***** Source passage
For validation of automated counts, 10 fields from 3 cases representing low, medium, and high Ki-67 indices were manually counted using a custom ImageJ-based macro (National Institutes of Health, Bethesda, MD). Using this macro, human observers (M.A.S. and N.E.S.) annotated each nucleus as positive or negative for Ki-67 using different-colored markers. The annotated images were saved, and the nuclear markers were counted by the software. Correlation between the automated and manual counts was calculated using a Pearson correlation coefficient.

View this table:
Table 1
View this table:
Table 2

Clinical data were collected from The Johns Hopkins electronic patient records in accordance with institutional review board–approved protocol NA_00051478. Treatment was classified as radiation therapy and/or cytotoxic chemotherapy. Single-agent treatment with rituximab or prednisone was not regarded as cytotoxic chemotherapy. Statistical significance between the Ki-67 PI and pathologic grade or progression of disease was calculated using a Wilcoxon 1-tailed rank sum test. Pathologic grade was compared with progression of disease using a Fisher exact test.
**********
### Assignment
Please list every statistical test or coefficient named in the methods passage.
***** Source material
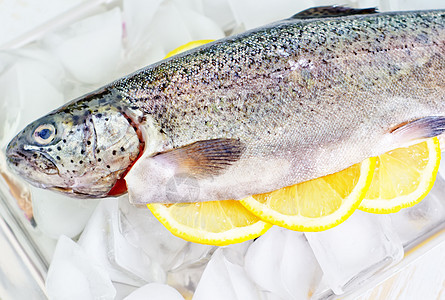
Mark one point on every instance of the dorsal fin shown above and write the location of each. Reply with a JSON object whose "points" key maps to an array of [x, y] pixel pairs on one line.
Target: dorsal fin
{"points": [[332, 11]]}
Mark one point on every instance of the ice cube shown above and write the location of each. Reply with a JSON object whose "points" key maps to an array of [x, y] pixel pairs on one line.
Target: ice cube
{"points": [[200, 26], [256, 13], [224, 278], [423, 218], [56, 214], [413, 4], [282, 262], [137, 16], [186, 279], [355, 250], [155, 291], [72, 275], [27, 92], [103, 242], [221, 13], [91, 48]]}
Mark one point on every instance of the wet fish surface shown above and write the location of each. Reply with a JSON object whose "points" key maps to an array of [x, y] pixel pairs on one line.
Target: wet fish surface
{"points": [[275, 106]]}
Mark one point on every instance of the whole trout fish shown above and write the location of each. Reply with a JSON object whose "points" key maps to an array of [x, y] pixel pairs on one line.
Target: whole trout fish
{"points": [[251, 113]]}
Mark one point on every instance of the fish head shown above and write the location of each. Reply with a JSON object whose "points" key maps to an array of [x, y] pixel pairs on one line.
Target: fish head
{"points": [[82, 150]]}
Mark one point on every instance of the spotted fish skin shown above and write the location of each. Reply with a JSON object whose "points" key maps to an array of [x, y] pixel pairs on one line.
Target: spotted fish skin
{"points": [[283, 104]]}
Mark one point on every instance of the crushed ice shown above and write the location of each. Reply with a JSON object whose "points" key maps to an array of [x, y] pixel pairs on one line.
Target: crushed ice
{"points": [[125, 248]]}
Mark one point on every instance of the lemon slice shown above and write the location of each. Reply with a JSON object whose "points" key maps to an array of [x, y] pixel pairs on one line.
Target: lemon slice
{"points": [[216, 223], [317, 204], [403, 177], [188, 46]]}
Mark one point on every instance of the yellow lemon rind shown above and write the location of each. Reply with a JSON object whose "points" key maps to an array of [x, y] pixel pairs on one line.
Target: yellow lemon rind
{"points": [[231, 236], [389, 206], [188, 46], [300, 223]]}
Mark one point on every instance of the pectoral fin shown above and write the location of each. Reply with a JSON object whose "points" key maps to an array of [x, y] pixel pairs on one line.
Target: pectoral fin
{"points": [[204, 158], [332, 11], [419, 129]]}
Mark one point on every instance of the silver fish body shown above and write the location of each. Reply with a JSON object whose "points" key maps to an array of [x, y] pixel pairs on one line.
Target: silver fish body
{"points": [[272, 107]]}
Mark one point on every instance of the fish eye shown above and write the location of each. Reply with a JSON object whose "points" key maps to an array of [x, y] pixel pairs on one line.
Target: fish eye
{"points": [[44, 134]]}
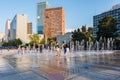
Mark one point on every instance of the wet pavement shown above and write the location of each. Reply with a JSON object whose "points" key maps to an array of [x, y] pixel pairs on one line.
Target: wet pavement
{"points": [[48, 66]]}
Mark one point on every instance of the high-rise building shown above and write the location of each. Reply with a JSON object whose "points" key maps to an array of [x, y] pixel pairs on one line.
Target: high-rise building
{"points": [[29, 28], [18, 28], [7, 30], [54, 22], [114, 12], [40, 16]]}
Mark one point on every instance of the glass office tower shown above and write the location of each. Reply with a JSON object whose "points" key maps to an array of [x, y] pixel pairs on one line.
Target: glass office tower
{"points": [[114, 12], [40, 16]]}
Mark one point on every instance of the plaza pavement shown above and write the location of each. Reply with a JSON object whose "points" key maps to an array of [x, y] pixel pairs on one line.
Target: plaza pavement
{"points": [[48, 66]]}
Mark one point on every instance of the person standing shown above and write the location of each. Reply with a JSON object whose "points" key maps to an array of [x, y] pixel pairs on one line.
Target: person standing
{"points": [[58, 51], [40, 48]]}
**********
### Exercise solution
Pearson correlation coefficient
Wilcoxon 1-tailed rank sum test
Fisher exact test